(WRITTEN EXERCISE): Transcribe the lines from the one containing "172, row 215." through the one containing "column 125, row 329", leaving out the pictures.

(SUPPLIED MATERIAL):
============

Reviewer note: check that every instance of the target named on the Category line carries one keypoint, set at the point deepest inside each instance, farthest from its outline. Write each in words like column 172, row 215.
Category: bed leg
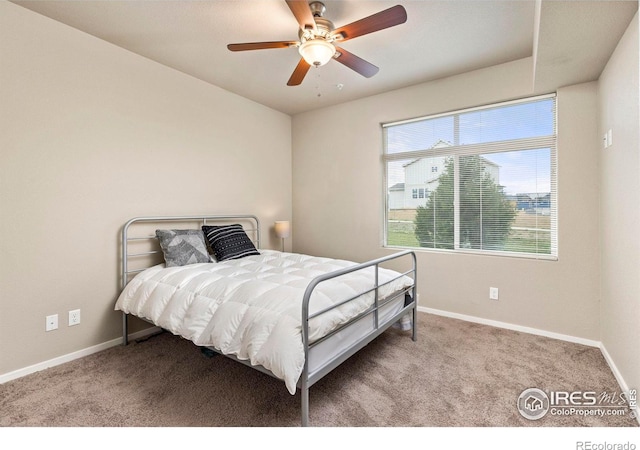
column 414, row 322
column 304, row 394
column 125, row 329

============

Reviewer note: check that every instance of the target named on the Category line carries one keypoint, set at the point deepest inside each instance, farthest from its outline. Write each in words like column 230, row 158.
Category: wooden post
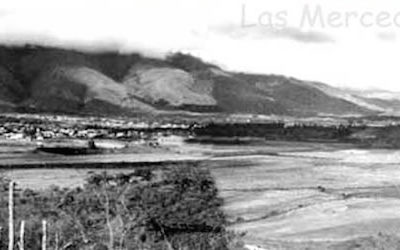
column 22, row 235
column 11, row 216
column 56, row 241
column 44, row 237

============

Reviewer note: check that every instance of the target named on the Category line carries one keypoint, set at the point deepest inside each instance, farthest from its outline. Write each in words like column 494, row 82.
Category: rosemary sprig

============

(EXERCISE RESULT):
Reviewer note: check that every instance of the target named on the Category line carries one keypoint, set at the point deepest inside each instance, farthest from its outline. Write each in words like column 172, row 215.
Category: bed leg
column 414, row 322
column 304, row 394
column 125, row 329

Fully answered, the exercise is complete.